### [SHORT TASK]
Show every line of the records that contains the word "sign".

** Begin DATA FOR THIS EXERCISE **

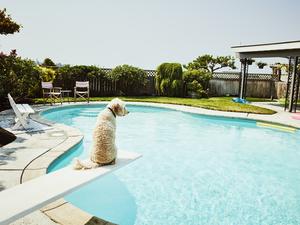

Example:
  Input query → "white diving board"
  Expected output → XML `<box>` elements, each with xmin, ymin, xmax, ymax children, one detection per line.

<box><xmin>0</xmin><ymin>151</ymin><xmax>141</xmax><ymax>225</ymax></box>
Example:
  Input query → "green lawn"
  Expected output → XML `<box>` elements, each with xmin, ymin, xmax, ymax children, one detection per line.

<box><xmin>33</xmin><ymin>96</ymin><xmax>275</xmax><ymax>114</ymax></box>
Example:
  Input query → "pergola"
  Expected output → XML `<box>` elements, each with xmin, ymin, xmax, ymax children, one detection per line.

<box><xmin>231</xmin><ymin>41</ymin><xmax>300</xmax><ymax>112</ymax></box>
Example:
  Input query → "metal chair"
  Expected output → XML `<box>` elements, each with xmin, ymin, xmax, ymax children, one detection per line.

<box><xmin>42</xmin><ymin>81</ymin><xmax>62</xmax><ymax>105</ymax></box>
<box><xmin>74</xmin><ymin>81</ymin><xmax>90</xmax><ymax>103</ymax></box>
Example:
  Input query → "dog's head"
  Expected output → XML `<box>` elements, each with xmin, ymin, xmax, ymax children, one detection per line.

<box><xmin>107</xmin><ymin>98</ymin><xmax>129</xmax><ymax>116</ymax></box>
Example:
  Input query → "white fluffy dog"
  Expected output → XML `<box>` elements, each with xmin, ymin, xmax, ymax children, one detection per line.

<box><xmin>73</xmin><ymin>98</ymin><xmax>129</xmax><ymax>170</ymax></box>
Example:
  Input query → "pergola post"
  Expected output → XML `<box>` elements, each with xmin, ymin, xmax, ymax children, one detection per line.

<box><xmin>239</xmin><ymin>58</ymin><xmax>248</xmax><ymax>99</ymax></box>
<box><xmin>287</xmin><ymin>56</ymin><xmax>299</xmax><ymax>112</ymax></box>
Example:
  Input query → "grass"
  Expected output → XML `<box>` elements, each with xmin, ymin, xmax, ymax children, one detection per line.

<box><xmin>33</xmin><ymin>96</ymin><xmax>276</xmax><ymax>114</ymax></box>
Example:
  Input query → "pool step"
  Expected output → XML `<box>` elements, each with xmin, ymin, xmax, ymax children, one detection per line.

<box><xmin>0</xmin><ymin>151</ymin><xmax>141</xmax><ymax>225</ymax></box>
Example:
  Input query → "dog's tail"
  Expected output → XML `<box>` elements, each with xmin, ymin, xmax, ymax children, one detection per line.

<box><xmin>73</xmin><ymin>158</ymin><xmax>99</xmax><ymax>170</ymax></box>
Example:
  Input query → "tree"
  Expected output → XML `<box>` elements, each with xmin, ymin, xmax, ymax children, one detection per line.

<box><xmin>41</xmin><ymin>58</ymin><xmax>56</xmax><ymax>69</ymax></box>
<box><xmin>0</xmin><ymin>8</ymin><xmax>21</xmax><ymax>35</ymax></box>
<box><xmin>183</xmin><ymin>54</ymin><xmax>236</xmax><ymax>73</ymax></box>
<box><xmin>107</xmin><ymin>64</ymin><xmax>148</xmax><ymax>95</ymax></box>
<box><xmin>183</xmin><ymin>69</ymin><xmax>212</xmax><ymax>98</ymax></box>
<box><xmin>155</xmin><ymin>63</ymin><xmax>183</xmax><ymax>97</ymax></box>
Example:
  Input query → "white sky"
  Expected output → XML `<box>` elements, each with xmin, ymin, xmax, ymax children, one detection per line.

<box><xmin>0</xmin><ymin>0</ymin><xmax>300</xmax><ymax>72</ymax></box>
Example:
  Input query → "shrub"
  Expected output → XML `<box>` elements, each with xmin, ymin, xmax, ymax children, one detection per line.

<box><xmin>155</xmin><ymin>63</ymin><xmax>183</xmax><ymax>96</ymax></box>
<box><xmin>183</xmin><ymin>69</ymin><xmax>212</xmax><ymax>98</ymax></box>
<box><xmin>0</xmin><ymin>51</ymin><xmax>41</xmax><ymax>99</ymax></box>
<box><xmin>38</xmin><ymin>66</ymin><xmax>56</xmax><ymax>81</ymax></box>
<box><xmin>108</xmin><ymin>65</ymin><xmax>148</xmax><ymax>95</ymax></box>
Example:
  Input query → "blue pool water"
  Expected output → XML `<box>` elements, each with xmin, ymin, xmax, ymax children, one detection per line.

<box><xmin>43</xmin><ymin>105</ymin><xmax>300</xmax><ymax>225</ymax></box>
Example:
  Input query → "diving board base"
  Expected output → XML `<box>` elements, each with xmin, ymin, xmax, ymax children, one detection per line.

<box><xmin>0</xmin><ymin>151</ymin><xmax>141</xmax><ymax>225</ymax></box>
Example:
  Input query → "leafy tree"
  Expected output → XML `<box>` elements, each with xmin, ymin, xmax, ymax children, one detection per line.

<box><xmin>183</xmin><ymin>69</ymin><xmax>212</xmax><ymax>98</ymax></box>
<box><xmin>41</xmin><ymin>58</ymin><xmax>56</xmax><ymax>68</ymax></box>
<box><xmin>0</xmin><ymin>8</ymin><xmax>21</xmax><ymax>35</ymax></box>
<box><xmin>107</xmin><ymin>65</ymin><xmax>148</xmax><ymax>95</ymax></box>
<box><xmin>183</xmin><ymin>54</ymin><xmax>236</xmax><ymax>73</ymax></box>
<box><xmin>155</xmin><ymin>63</ymin><xmax>183</xmax><ymax>96</ymax></box>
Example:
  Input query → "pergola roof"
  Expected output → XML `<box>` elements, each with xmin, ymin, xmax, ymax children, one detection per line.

<box><xmin>231</xmin><ymin>40</ymin><xmax>300</xmax><ymax>58</ymax></box>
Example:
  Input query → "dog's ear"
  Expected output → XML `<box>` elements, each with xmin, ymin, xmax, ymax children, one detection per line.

<box><xmin>112</xmin><ymin>103</ymin><xmax>121</xmax><ymax>112</ymax></box>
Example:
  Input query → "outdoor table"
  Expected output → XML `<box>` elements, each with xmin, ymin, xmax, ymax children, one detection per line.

<box><xmin>61</xmin><ymin>90</ymin><xmax>72</xmax><ymax>103</ymax></box>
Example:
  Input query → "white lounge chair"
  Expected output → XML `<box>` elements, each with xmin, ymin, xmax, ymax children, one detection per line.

<box><xmin>74</xmin><ymin>81</ymin><xmax>90</xmax><ymax>103</ymax></box>
<box><xmin>7</xmin><ymin>94</ymin><xmax>34</xmax><ymax>130</ymax></box>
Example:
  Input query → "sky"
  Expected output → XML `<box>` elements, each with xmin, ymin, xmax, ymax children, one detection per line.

<box><xmin>0</xmin><ymin>0</ymin><xmax>300</xmax><ymax>72</ymax></box>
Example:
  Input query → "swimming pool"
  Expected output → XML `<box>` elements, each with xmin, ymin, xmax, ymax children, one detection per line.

<box><xmin>43</xmin><ymin>105</ymin><xmax>300</xmax><ymax>225</ymax></box>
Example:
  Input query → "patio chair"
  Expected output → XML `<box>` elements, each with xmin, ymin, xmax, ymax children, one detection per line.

<box><xmin>7</xmin><ymin>94</ymin><xmax>34</xmax><ymax>130</ymax></box>
<box><xmin>42</xmin><ymin>81</ymin><xmax>62</xmax><ymax>105</ymax></box>
<box><xmin>74</xmin><ymin>81</ymin><xmax>90</xmax><ymax>103</ymax></box>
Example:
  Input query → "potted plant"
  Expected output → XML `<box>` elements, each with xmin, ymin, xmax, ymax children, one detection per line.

<box><xmin>256</xmin><ymin>62</ymin><xmax>268</xmax><ymax>69</ymax></box>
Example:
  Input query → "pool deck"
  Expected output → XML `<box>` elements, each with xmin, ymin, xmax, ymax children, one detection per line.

<box><xmin>0</xmin><ymin>102</ymin><xmax>300</xmax><ymax>225</ymax></box>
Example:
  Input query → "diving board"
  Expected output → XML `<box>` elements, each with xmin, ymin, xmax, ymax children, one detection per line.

<box><xmin>0</xmin><ymin>151</ymin><xmax>141</xmax><ymax>225</ymax></box>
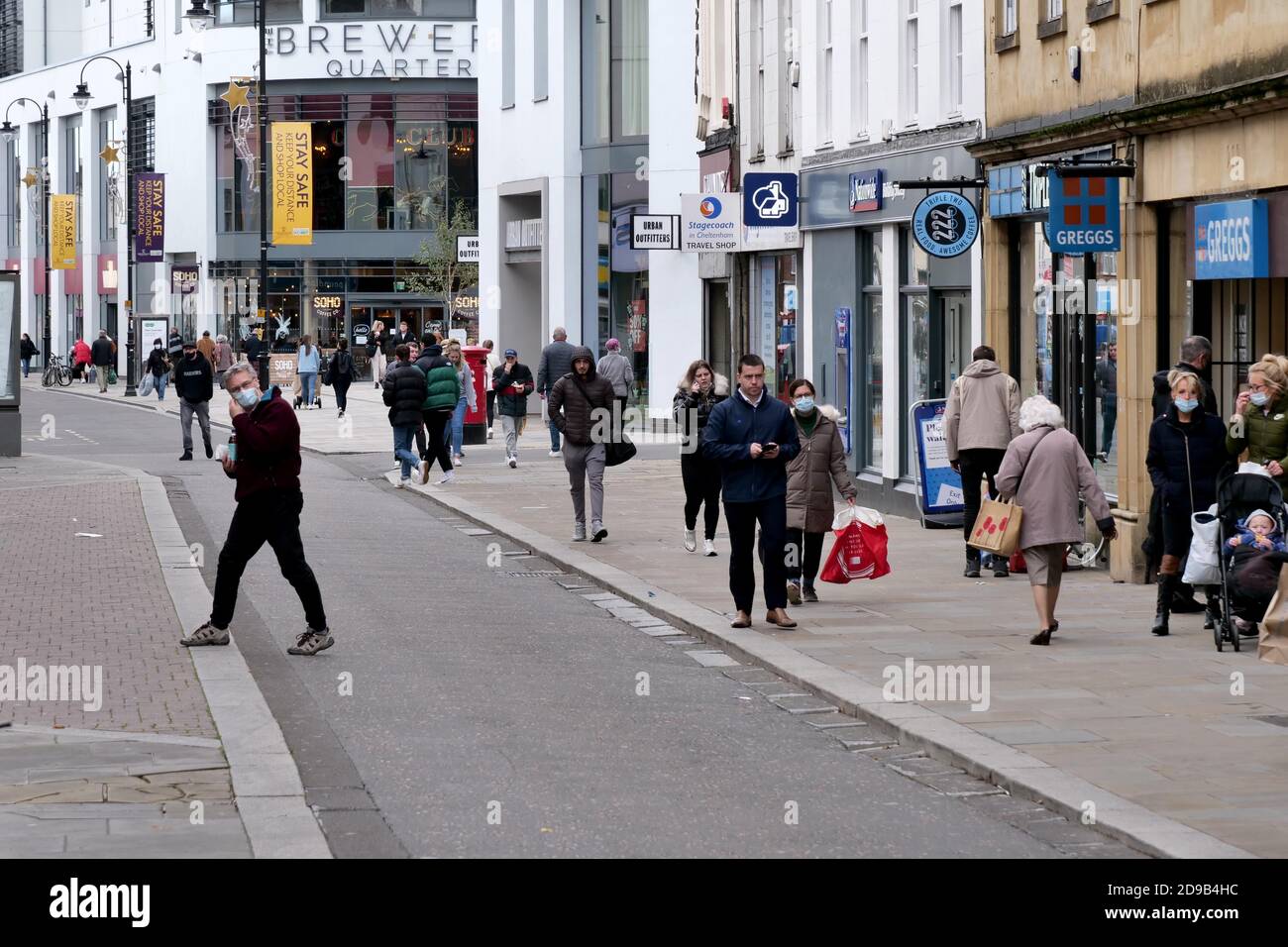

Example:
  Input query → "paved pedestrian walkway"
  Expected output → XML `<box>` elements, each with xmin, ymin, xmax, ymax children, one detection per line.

<box><xmin>388</xmin><ymin>451</ymin><xmax>1288</xmax><ymax>857</ymax></box>
<box><xmin>0</xmin><ymin>453</ymin><xmax>326</xmax><ymax>858</ymax></box>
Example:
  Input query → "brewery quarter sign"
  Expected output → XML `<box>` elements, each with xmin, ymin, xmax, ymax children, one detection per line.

<box><xmin>912</xmin><ymin>191</ymin><xmax>979</xmax><ymax>258</ymax></box>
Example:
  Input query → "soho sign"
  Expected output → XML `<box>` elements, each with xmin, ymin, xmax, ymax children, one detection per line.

<box><xmin>271</xmin><ymin>23</ymin><xmax>480</xmax><ymax>78</ymax></box>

** End DATA FOR THIS EXERCISE **

### [ANSWER TO THIS EXERCISE]
  Input query → "brewery quarter sign"
  Input query → "soho sign"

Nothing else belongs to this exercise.